> Exercise:
Throughout the entries below, report every line where "washer" is found.

(Stored data entries)
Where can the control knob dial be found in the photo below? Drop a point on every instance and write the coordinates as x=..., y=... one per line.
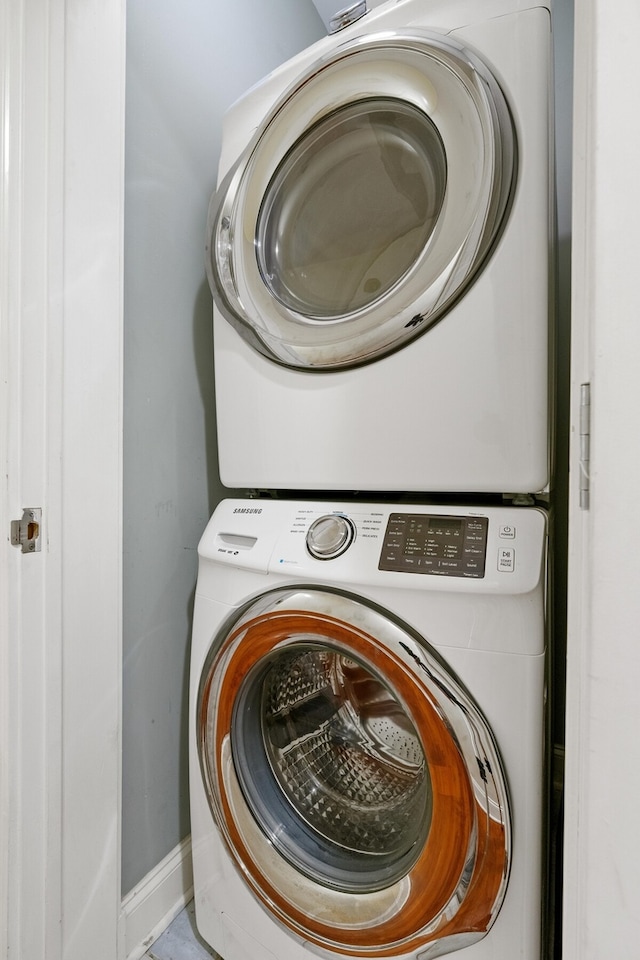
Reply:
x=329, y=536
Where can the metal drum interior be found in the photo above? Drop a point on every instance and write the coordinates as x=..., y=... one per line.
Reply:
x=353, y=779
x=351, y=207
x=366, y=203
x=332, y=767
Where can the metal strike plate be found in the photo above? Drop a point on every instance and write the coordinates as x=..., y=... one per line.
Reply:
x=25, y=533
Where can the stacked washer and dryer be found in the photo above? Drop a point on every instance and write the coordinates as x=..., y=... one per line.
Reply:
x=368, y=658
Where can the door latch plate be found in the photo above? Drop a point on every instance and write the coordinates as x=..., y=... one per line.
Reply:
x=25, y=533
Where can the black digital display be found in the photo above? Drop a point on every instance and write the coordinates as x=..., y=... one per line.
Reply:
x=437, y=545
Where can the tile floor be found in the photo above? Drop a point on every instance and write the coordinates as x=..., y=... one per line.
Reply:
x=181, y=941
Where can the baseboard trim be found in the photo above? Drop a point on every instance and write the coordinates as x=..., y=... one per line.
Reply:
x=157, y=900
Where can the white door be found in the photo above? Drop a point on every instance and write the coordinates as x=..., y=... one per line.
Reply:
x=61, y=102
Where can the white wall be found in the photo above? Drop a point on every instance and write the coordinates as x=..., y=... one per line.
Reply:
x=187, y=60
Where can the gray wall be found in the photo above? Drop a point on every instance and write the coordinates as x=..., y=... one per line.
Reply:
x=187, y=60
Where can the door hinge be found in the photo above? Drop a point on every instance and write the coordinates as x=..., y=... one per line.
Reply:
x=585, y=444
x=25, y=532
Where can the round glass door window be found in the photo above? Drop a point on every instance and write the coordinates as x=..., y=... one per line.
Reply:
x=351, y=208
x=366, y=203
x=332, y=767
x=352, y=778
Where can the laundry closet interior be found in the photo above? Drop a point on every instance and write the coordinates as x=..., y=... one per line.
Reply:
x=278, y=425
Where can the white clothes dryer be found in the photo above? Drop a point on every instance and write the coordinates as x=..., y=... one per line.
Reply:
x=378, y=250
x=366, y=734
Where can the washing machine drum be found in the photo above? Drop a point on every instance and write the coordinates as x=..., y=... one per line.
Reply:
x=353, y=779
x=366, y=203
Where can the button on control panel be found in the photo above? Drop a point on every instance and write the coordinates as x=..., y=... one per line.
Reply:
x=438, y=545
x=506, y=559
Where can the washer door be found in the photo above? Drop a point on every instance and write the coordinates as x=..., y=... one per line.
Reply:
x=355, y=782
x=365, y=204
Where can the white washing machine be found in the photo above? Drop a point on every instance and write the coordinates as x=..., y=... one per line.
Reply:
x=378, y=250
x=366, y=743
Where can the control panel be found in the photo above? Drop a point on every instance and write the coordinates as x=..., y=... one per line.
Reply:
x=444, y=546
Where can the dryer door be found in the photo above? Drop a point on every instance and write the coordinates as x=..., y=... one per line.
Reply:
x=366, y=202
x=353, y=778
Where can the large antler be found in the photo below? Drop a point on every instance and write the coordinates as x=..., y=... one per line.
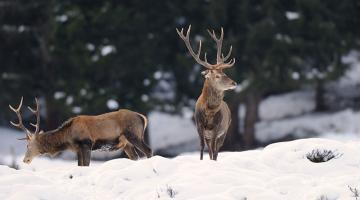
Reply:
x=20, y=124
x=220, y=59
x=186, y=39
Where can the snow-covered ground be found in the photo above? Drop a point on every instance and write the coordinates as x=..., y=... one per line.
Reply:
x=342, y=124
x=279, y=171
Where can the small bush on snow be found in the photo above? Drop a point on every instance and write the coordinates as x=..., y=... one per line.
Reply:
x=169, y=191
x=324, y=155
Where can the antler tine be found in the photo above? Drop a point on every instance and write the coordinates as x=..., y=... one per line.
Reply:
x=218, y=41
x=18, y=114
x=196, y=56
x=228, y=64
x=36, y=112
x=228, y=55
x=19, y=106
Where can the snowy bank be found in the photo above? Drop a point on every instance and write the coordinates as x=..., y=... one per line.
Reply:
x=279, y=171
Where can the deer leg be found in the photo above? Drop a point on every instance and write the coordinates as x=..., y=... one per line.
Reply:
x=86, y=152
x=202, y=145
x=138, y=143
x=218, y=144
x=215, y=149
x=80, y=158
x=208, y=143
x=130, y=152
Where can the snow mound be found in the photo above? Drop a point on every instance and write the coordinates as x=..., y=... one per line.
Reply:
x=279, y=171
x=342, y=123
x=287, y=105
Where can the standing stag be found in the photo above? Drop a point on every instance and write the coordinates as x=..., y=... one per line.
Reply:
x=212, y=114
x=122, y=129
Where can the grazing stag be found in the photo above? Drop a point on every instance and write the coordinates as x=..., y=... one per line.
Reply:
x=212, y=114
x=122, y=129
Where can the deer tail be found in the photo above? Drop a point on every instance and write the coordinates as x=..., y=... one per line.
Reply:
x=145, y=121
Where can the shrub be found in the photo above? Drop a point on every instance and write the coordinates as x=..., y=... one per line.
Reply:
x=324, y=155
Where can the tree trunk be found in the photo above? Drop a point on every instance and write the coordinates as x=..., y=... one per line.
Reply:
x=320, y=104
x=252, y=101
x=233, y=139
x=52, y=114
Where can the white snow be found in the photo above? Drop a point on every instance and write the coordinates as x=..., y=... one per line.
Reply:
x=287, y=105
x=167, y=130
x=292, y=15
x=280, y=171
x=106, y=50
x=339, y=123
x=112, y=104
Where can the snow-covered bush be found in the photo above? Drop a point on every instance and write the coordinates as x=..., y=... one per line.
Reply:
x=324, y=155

...

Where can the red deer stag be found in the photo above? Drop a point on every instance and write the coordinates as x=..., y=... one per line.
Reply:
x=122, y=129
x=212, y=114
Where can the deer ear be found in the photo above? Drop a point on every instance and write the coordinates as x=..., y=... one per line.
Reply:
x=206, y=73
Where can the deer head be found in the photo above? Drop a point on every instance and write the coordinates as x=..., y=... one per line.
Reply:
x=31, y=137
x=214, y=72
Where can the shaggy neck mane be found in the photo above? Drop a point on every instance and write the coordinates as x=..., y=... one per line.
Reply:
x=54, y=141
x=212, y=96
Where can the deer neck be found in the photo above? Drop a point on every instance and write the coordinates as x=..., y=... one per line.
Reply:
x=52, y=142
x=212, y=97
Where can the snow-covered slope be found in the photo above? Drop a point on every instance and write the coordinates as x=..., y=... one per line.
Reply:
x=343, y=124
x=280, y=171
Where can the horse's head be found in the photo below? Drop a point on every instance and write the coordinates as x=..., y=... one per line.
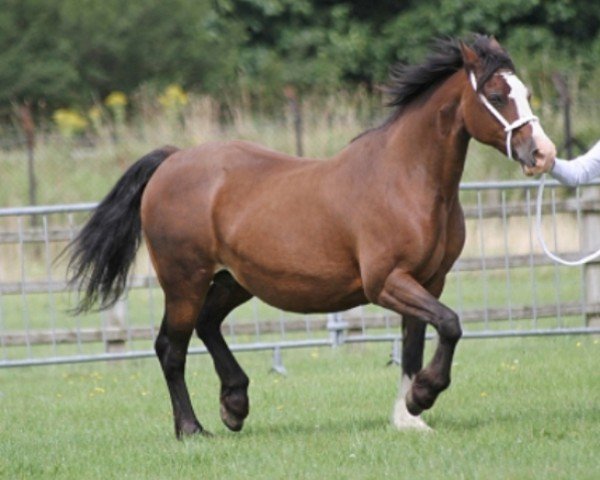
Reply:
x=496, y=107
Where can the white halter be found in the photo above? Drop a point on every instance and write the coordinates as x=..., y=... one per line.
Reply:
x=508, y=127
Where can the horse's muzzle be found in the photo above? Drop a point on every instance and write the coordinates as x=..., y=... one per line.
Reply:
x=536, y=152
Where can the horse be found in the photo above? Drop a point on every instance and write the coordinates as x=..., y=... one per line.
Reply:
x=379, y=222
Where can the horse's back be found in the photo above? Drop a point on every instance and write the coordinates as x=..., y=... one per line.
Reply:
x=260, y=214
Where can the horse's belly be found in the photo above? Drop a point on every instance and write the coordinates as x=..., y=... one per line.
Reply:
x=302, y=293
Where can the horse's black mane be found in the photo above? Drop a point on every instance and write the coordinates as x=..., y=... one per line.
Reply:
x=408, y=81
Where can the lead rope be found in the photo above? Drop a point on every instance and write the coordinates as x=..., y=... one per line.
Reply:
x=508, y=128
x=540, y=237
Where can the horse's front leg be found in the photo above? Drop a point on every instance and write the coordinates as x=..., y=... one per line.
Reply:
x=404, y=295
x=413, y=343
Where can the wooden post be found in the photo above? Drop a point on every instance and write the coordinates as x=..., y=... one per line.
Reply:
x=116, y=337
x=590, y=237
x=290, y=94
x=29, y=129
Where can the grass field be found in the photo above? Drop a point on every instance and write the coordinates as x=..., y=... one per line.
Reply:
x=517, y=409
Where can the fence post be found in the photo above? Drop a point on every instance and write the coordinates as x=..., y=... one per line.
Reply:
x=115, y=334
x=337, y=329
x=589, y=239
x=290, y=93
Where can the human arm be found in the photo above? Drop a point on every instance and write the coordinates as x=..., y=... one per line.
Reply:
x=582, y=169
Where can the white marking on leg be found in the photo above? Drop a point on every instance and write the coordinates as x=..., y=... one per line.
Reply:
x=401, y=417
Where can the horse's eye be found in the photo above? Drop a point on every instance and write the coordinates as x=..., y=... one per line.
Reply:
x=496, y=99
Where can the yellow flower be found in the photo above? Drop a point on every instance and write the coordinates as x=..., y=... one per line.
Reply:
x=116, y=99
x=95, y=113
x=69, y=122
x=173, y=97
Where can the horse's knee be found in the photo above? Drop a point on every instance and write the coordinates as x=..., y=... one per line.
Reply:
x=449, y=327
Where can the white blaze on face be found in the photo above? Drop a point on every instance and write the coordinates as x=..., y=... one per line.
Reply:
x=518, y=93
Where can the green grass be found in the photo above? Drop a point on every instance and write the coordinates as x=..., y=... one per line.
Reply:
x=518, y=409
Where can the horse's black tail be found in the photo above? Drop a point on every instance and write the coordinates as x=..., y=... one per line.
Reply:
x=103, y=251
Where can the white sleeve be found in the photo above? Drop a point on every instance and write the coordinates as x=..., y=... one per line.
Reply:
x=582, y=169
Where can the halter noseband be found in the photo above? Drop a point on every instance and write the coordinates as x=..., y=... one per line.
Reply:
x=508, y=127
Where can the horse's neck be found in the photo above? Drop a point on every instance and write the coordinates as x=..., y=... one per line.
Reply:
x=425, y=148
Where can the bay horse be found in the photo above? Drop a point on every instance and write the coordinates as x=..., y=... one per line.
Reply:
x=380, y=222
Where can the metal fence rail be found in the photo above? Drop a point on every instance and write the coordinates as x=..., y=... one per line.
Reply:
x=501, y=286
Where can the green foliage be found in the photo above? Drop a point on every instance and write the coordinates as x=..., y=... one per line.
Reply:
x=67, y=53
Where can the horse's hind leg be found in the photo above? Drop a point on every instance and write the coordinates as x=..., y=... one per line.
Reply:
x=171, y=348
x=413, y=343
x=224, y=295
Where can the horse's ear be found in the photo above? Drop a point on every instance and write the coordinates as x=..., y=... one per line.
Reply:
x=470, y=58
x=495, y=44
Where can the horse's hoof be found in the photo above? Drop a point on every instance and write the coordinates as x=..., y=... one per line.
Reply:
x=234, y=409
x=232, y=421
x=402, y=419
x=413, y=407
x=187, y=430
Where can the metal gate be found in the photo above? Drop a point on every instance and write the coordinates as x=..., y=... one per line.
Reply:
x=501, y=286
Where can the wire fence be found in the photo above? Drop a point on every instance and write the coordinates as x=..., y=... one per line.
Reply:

--

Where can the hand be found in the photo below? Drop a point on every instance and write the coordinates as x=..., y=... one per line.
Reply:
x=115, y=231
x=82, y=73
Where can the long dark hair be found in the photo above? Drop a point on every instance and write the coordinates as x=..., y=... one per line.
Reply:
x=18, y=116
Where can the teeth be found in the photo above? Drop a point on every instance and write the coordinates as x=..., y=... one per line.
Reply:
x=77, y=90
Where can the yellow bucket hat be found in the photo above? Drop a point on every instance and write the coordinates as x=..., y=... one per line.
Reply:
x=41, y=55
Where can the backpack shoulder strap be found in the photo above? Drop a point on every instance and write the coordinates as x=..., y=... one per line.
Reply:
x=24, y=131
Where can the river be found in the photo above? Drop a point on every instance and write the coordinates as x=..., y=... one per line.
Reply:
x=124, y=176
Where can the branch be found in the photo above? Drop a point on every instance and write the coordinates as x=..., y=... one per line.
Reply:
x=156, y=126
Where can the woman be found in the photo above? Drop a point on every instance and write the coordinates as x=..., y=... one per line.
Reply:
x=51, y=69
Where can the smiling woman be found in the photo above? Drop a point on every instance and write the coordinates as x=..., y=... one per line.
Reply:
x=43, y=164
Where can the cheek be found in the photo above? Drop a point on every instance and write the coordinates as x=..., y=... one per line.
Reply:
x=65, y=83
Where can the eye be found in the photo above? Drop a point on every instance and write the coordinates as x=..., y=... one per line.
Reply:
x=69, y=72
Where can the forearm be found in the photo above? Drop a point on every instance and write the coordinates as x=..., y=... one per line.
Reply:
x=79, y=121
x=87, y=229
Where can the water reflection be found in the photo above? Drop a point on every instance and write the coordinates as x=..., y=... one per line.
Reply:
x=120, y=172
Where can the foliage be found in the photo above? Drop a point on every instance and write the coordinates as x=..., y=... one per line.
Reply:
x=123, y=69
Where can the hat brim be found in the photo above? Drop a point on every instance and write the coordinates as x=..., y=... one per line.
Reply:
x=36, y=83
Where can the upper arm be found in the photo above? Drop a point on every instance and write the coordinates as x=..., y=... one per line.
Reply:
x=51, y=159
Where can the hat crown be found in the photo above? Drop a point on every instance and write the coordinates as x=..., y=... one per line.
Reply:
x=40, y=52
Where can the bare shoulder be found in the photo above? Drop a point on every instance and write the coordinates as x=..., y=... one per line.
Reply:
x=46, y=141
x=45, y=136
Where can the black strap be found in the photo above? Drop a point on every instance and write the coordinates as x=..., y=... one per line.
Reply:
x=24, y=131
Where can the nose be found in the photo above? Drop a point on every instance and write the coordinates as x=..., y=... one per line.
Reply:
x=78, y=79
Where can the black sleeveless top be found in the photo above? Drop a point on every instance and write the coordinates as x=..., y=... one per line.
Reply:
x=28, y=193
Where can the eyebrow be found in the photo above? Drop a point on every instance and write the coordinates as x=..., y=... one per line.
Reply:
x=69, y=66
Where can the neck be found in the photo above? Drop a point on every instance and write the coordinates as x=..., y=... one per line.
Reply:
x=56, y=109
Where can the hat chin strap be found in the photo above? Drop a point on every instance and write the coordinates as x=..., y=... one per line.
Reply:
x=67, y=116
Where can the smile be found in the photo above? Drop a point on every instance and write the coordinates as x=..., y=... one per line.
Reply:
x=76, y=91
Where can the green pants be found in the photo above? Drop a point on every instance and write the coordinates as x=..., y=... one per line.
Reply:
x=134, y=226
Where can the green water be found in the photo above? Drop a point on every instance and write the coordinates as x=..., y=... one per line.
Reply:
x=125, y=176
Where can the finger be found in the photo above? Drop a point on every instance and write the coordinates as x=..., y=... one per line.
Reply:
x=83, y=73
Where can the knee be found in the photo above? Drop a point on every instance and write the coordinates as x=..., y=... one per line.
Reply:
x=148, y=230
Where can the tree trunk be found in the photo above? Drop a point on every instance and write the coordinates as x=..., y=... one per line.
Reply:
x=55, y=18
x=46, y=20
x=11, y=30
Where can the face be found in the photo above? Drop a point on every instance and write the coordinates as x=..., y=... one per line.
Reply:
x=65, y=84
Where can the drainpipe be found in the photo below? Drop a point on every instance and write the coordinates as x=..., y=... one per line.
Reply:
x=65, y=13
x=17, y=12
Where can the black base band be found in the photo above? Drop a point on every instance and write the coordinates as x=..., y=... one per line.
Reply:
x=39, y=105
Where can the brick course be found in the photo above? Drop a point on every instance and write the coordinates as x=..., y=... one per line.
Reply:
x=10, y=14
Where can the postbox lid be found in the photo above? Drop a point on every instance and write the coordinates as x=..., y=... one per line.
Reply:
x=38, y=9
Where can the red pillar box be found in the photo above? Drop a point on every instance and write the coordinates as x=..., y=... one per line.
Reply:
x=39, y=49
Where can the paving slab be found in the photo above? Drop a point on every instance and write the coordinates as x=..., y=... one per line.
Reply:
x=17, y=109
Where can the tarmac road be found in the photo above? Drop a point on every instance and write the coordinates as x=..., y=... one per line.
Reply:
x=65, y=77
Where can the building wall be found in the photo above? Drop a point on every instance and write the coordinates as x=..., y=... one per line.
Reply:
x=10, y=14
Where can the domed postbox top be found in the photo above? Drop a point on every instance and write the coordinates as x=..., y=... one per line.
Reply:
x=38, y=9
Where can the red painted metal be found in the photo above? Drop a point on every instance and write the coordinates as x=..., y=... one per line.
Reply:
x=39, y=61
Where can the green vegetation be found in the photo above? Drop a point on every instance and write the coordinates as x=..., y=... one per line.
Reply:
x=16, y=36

> Answer box:
Where can the stacked washer and dryer be found in the photo above? Drop a point on every instance and write the coordinates as x=..., y=... one per line.
Where can the washer door be found in the photo above? Drop a point on every instance and write the coordinates as x=..., y=... one per line.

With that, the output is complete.